== THE INPUT ==

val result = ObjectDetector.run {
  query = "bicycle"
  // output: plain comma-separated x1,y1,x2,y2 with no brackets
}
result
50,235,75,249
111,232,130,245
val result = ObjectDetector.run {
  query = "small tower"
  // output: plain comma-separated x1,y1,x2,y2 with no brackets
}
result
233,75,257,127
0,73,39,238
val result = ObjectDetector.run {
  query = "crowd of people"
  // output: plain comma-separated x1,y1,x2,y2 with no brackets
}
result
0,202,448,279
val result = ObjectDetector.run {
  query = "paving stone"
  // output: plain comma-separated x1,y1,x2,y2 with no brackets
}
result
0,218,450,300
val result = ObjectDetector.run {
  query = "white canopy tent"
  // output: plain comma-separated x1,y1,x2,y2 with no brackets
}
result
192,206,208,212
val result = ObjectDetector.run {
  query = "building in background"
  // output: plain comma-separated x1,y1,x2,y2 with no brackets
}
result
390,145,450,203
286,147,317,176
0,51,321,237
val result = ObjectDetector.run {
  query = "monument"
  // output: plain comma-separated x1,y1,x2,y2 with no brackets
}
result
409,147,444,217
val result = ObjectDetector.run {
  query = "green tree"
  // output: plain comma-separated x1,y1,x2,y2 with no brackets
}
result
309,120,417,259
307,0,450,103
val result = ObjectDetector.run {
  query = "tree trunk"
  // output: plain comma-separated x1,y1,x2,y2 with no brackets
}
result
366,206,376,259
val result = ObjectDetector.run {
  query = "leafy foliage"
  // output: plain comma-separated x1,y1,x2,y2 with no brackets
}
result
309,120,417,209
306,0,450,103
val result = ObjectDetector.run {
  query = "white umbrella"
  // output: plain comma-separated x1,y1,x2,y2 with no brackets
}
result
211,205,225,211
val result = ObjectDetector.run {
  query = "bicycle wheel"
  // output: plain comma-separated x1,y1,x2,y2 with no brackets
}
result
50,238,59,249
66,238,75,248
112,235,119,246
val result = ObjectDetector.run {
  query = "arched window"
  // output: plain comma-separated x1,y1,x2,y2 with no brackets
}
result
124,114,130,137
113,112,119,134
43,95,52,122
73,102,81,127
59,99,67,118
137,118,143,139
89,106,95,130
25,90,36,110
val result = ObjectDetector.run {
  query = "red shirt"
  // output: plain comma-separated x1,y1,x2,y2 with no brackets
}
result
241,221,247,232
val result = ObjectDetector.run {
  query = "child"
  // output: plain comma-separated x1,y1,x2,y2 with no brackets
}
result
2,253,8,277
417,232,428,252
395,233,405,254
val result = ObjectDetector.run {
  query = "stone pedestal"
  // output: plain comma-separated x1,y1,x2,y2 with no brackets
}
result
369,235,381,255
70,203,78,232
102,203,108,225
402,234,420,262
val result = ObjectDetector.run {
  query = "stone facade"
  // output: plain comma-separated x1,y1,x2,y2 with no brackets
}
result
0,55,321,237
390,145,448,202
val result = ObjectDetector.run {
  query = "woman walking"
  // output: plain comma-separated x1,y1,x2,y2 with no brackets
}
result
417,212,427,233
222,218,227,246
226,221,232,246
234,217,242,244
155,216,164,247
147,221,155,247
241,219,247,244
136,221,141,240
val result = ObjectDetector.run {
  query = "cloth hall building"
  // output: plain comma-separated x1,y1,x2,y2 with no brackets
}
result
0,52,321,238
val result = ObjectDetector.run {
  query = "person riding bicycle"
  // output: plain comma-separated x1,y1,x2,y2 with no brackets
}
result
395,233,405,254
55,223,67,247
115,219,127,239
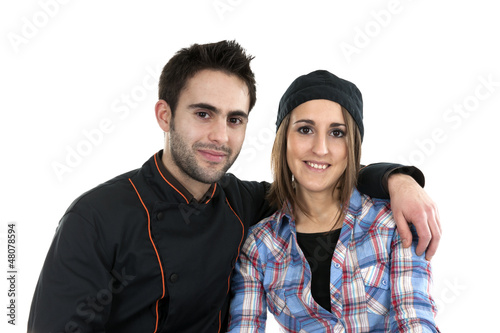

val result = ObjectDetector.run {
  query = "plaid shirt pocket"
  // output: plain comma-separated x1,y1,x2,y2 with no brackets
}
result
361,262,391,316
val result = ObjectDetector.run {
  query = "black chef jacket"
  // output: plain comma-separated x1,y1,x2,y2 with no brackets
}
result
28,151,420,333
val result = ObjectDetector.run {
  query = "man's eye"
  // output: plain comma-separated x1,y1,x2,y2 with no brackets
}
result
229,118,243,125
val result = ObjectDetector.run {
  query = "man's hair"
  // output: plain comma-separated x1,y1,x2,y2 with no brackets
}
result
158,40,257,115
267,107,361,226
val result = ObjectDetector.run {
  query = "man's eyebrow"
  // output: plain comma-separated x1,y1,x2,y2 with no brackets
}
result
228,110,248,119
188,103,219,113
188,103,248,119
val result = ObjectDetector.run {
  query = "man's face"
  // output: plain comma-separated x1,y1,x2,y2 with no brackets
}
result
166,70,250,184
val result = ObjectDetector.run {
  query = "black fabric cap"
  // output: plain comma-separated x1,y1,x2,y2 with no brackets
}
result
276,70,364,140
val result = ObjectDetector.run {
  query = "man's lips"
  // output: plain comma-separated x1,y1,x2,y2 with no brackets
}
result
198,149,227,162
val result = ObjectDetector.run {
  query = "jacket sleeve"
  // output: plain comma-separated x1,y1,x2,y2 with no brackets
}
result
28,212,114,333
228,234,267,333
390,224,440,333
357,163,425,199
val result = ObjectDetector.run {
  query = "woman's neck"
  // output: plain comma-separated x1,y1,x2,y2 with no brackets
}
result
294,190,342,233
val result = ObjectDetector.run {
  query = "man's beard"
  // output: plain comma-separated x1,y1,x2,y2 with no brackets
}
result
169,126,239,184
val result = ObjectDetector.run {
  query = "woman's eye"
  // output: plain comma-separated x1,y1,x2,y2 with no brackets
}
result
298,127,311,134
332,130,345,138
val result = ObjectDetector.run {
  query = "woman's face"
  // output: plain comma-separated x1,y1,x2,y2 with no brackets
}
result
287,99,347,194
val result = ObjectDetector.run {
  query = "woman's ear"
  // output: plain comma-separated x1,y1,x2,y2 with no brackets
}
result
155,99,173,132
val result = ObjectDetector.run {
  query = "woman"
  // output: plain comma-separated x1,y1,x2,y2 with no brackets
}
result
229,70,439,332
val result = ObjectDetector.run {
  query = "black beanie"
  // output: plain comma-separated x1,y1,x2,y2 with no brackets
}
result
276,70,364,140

===
== THE INPUT ==

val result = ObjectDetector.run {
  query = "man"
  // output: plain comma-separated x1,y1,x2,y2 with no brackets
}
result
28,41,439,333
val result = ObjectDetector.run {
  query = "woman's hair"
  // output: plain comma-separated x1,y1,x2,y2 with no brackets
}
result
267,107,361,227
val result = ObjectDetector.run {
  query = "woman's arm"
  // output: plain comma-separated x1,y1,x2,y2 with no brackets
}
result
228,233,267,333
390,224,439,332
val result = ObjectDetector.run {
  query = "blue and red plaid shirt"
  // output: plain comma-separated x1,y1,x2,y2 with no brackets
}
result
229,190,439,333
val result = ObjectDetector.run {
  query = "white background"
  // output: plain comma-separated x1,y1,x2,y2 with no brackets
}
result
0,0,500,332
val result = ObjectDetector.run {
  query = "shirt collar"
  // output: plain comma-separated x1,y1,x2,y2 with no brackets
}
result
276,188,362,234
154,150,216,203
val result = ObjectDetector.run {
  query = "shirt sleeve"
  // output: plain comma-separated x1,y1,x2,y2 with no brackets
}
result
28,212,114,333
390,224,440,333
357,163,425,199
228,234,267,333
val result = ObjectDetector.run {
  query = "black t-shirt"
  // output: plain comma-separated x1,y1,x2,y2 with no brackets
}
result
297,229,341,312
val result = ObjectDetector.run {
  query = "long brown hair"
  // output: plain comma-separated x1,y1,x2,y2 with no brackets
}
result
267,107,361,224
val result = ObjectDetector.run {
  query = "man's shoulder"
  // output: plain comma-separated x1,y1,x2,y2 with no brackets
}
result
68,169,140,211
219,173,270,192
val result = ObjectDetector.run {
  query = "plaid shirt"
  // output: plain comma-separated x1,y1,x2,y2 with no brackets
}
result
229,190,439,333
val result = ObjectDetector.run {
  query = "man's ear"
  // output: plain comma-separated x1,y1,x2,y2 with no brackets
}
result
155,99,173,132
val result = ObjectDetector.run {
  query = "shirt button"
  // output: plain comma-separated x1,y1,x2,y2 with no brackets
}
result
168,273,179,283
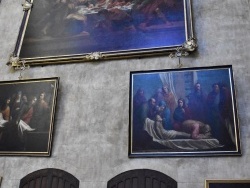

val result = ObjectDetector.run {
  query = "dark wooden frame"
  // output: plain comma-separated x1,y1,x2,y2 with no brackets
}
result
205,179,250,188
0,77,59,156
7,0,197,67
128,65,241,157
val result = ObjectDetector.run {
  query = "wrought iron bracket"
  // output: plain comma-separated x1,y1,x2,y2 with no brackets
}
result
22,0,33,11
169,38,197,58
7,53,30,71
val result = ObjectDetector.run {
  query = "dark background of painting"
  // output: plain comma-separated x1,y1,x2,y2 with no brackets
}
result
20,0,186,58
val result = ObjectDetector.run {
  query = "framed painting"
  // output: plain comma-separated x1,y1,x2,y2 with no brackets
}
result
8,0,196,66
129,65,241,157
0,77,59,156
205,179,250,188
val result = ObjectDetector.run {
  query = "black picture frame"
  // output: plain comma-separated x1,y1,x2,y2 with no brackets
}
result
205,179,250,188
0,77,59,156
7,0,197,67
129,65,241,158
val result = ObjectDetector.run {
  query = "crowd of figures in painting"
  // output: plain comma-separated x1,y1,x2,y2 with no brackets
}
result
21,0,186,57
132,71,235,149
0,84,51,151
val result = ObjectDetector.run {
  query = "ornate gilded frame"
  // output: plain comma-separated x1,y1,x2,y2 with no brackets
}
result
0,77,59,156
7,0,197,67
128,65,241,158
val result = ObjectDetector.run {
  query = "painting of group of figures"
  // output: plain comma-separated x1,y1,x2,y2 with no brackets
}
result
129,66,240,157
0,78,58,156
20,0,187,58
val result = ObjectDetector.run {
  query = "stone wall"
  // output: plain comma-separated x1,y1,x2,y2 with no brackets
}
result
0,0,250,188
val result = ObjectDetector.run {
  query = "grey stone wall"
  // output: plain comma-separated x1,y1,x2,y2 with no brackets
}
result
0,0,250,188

===
== THE INPUT ==

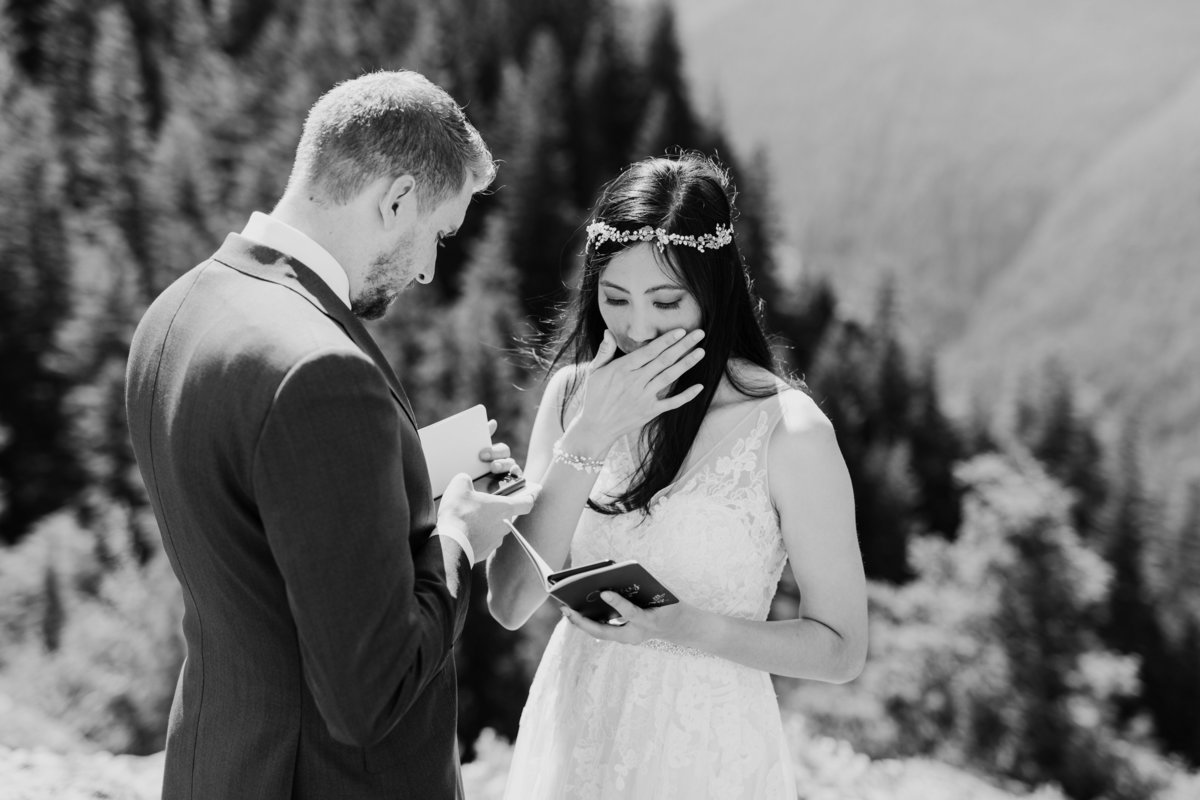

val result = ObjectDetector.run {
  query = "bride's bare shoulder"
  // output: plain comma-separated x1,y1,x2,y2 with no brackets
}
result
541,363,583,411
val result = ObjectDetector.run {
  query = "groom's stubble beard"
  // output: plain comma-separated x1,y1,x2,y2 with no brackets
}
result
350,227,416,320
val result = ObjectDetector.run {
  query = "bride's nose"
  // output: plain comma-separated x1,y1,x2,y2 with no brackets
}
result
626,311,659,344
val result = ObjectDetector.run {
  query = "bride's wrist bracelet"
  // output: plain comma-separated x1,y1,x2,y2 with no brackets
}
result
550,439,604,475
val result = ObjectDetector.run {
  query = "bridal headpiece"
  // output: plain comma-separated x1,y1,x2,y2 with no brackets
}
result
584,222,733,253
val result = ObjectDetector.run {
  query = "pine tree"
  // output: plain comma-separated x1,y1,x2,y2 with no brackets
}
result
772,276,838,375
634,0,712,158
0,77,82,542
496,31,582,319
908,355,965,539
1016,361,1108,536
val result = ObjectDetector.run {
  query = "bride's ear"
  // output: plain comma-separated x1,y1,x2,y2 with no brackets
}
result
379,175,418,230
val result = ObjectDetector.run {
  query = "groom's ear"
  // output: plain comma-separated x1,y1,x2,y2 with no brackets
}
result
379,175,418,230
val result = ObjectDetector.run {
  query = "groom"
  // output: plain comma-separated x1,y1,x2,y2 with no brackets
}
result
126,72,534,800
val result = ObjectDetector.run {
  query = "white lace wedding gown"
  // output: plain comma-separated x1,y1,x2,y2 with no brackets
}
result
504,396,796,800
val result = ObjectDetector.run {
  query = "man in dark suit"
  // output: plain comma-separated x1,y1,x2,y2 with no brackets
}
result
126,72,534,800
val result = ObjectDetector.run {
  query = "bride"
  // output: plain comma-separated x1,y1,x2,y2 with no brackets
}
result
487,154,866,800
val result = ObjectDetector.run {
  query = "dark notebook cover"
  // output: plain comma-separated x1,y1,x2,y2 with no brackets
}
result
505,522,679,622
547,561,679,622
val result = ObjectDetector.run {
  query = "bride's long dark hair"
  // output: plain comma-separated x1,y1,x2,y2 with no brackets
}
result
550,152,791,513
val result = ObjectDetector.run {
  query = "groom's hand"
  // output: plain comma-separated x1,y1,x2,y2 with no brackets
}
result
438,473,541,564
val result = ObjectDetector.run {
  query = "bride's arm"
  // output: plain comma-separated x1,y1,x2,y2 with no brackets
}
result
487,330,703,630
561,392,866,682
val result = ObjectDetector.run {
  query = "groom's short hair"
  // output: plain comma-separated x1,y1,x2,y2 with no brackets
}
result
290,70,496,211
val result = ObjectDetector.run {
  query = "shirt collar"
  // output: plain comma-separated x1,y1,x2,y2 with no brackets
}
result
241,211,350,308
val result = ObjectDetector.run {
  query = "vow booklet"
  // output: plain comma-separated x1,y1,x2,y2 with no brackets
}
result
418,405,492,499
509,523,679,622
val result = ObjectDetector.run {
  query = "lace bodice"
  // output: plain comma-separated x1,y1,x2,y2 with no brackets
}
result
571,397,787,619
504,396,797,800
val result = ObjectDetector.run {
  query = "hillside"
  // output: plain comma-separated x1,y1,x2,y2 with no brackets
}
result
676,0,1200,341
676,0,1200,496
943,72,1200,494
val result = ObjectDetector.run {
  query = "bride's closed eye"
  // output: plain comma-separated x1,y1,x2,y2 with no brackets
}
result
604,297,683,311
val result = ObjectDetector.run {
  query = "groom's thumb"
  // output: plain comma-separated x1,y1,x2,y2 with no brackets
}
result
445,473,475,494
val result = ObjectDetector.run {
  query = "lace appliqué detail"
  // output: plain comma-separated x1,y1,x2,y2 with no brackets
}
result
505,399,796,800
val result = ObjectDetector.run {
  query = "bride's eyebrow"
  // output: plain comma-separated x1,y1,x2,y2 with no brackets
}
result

===

◆ GIVEN REQUEST ◆
How many lines of the records contain the word "figures"? Reply with the number only.

◆ SOLUTION TO THE PROBLEM ◆
2